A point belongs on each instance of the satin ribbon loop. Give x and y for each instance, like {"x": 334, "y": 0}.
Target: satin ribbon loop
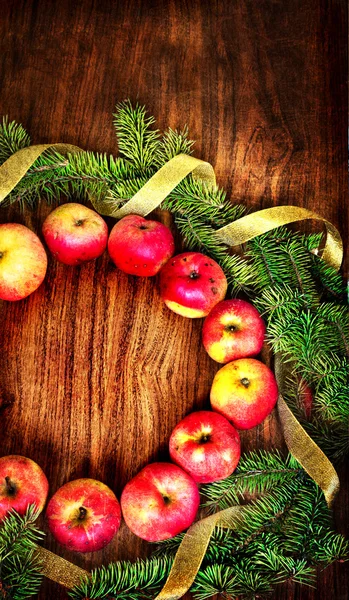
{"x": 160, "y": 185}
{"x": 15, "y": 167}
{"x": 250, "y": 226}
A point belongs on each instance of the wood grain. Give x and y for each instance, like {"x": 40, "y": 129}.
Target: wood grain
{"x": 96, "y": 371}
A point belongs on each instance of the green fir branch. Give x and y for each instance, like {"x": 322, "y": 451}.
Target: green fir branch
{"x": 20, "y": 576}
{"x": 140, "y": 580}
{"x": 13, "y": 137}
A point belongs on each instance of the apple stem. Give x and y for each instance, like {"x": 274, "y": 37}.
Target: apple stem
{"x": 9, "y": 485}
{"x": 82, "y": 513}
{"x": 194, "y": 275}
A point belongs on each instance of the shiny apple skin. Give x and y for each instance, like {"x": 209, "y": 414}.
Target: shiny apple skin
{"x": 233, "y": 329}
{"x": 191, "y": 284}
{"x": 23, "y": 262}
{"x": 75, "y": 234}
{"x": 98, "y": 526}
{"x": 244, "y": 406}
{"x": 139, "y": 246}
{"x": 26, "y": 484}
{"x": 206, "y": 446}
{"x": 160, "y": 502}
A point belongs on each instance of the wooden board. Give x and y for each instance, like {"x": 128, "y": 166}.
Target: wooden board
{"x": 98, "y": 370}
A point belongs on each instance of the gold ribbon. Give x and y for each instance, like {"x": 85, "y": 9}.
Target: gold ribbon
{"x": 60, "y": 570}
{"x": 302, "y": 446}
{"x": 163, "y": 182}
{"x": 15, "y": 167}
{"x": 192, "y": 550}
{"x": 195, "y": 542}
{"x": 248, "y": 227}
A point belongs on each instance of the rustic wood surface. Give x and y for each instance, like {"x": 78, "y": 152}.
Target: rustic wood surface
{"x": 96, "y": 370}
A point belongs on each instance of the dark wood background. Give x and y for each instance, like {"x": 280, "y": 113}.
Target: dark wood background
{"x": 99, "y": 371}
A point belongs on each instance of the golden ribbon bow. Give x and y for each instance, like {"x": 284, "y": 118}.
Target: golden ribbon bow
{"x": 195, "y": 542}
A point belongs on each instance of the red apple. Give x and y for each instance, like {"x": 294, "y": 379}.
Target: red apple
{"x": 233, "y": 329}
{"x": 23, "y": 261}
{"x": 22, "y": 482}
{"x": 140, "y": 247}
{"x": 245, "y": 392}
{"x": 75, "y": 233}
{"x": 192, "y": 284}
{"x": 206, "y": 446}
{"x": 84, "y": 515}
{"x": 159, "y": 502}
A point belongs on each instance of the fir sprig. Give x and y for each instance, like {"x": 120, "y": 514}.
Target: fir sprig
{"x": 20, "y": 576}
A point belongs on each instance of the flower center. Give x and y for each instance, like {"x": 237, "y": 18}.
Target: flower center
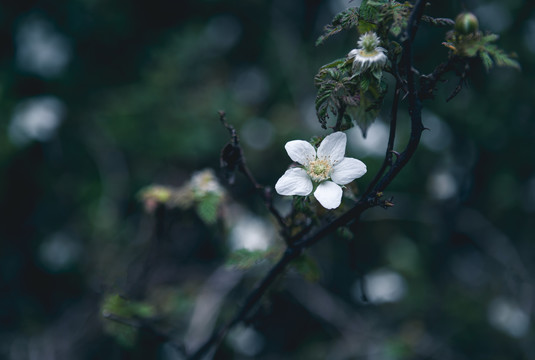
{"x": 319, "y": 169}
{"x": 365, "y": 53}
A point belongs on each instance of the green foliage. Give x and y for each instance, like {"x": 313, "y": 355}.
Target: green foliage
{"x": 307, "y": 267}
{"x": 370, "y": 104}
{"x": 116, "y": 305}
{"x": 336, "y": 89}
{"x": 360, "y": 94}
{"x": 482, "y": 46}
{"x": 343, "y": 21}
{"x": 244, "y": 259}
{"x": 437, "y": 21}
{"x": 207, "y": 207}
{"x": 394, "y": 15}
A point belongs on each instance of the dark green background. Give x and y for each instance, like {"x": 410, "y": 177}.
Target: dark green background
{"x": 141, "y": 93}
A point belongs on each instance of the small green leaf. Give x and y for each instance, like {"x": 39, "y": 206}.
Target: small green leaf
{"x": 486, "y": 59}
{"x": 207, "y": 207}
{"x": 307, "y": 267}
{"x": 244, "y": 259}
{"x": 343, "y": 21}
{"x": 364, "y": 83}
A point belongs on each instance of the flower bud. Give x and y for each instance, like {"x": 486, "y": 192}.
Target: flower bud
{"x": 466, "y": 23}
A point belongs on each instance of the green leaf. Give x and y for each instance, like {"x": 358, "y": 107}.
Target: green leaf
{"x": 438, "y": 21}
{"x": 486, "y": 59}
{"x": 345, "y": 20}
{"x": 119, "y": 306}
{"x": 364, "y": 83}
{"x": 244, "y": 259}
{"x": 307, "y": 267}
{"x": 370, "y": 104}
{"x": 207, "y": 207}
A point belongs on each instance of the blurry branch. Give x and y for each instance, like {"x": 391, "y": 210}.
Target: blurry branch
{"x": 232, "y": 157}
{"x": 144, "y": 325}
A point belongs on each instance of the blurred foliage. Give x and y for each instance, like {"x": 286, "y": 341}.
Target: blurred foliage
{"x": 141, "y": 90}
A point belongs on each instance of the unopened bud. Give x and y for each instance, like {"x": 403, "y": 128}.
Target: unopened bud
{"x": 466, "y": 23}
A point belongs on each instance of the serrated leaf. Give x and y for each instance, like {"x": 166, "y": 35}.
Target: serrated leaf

(WHAT IS ASKED) Can you write out the lines again, starting with the line that contains "A point belongs on each instance of the unopened" and going on through the last line, with "serrated leaf" swapped for "jagged leaf" and everything else left unchanged?

(REPLY TO THE TASK)
A point belongs on each instance of the unopened bud. Give x and y for each instance, like {"x": 403, "y": 128}.
Target: unopened bud
{"x": 466, "y": 23}
A point belongs on each instance of the jagged leaf. Give x and y for each instance, like {"x": 166, "y": 35}.
Target: jagged leaf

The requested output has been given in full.